──────── Given records ────────

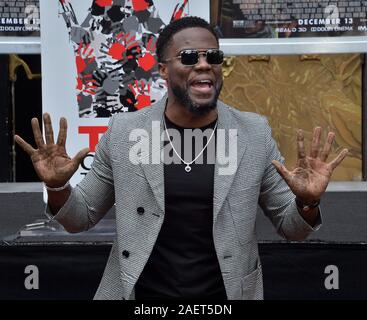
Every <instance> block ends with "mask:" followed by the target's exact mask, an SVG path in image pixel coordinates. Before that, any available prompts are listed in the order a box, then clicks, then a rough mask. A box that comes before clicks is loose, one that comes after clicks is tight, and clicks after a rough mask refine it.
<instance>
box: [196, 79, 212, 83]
mask: <svg viewBox="0 0 367 320" xmlns="http://www.w3.org/2000/svg"><path fill="white" fill-rule="evenodd" d="M198 83H208V84H211V83H212V82H211V81H210V80H201V81H198Z"/></svg>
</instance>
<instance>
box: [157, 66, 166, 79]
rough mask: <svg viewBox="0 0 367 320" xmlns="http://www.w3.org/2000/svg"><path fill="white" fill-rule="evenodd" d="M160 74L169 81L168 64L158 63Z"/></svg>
mask: <svg viewBox="0 0 367 320" xmlns="http://www.w3.org/2000/svg"><path fill="white" fill-rule="evenodd" d="M158 72H159V75H160V76H161V78H162V79H163V80H168V70H167V64H165V63H162V62H159V63H158Z"/></svg>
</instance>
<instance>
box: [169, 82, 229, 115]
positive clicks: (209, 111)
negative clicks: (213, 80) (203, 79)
mask: <svg viewBox="0 0 367 320" xmlns="http://www.w3.org/2000/svg"><path fill="white" fill-rule="evenodd" d="M222 86H223V82H222V83H221V84H220V87H219V88H218V89H217V88H216V89H215V95H214V97H213V99H212V100H211V101H210V102H209V103H207V104H198V103H196V102H194V101H192V99H191V98H190V96H189V95H188V94H187V90H185V89H184V88H182V87H180V86H178V85H176V86H171V89H172V92H173V94H174V95H175V97H176V99H177V100H178V101H179V102H180V103H181V104H182V105H183V106H185V108H186V109H187V110H189V111H190V112H191V113H192V114H194V115H196V116H202V115H206V114H208V113H209V112H210V111H212V110H214V109H215V108H216V107H217V101H218V98H219V95H220V91H221V89H222Z"/></svg>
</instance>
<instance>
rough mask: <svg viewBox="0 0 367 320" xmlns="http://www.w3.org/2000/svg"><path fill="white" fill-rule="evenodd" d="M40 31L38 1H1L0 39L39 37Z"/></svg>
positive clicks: (32, 0)
mask: <svg viewBox="0 0 367 320" xmlns="http://www.w3.org/2000/svg"><path fill="white" fill-rule="evenodd" d="M40 29H41V26H40V8H39V1H38V0H16V1H15V0H12V1H9V0H0V37H8V36H17V37H27V36H32V37H38V36H39V35H40V34H39V33H40Z"/></svg>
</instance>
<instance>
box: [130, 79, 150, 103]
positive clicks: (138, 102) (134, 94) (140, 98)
mask: <svg viewBox="0 0 367 320" xmlns="http://www.w3.org/2000/svg"><path fill="white" fill-rule="evenodd" d="M134 82H135V86H133V85H131V84H130V85H129V87H130V89H131V92H132V93H133V94H134V96H135V98H136V101H137V102H136V104H135V108H136V109H138V110H140V109H143V108H145V107H149V106H150V105H151V101H150V84H148V85H146V84H145V83H144V81H143V80H141V81H140V85H139V82H138V81H137V80H135V81H134Z"/></svg>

────────

Look above for the line holding "negative clicks: (213, 80) (203, 79)". Print it and every line after it, exactly, through the line holding "box: [130, 79, 150, 103]".

> [Reply]
negative clicks: (213, 80) (203, 79)
mask: <svg viewBox="0 0 367 320" xmlns="http://www.w3.org/2000/svg"><path fill="white" fill-rule="evenodd" d="M222 86H223V82H222V83H221V84H220V87H219V88H218V89H217V88H216V89H215V95H214V97H213V99H212V100H211V101H210V102H209V103H207V104H198V103H196V102H194V101H192V99H191V98H190V96H189V95H188V94H187V90H185V89H184V88H182V87H180V86H178V85H176V86H171V89H172V92H173V94H174V95H175V97H176V99H177V100H178V101H179V102H180V103H181V104H182V105H183V106H185V108H186V109H187V110H189V111H190V112H191V113H192V114H194V115H196V116H202V115H206V114H208V113H209V112H210V111H212V110H214V109H215V108H216V107H217V101H218V98H219V95H220V91H221V89H222Z"/></svg>
</instance>
<instance>
rough mask: <svg viewBox="0 0 367 320" xmlns="http://www.w3.org/2000/svg"><path fill="white" fill-rule="evenodd" d="M40 31L38 1H1L0 39L39 37Z"/></svg>
positive clicks: (32, 0)
mask: <svg viewBox="0 0 367 320" xmlns="http://www.w3.org/2000/svg"><path fill="white" fill-rule="evenodd" d="M40 29H41V26H40V8H39V1H38V0H16V1H15V0H12V1H9V0H0V37H8V36H17V37H27V36H32V37H38V36H39V35H40V34H39V33H40Z"/></svg>
</instance>
<instance>
box: [130, 79, 150, 103]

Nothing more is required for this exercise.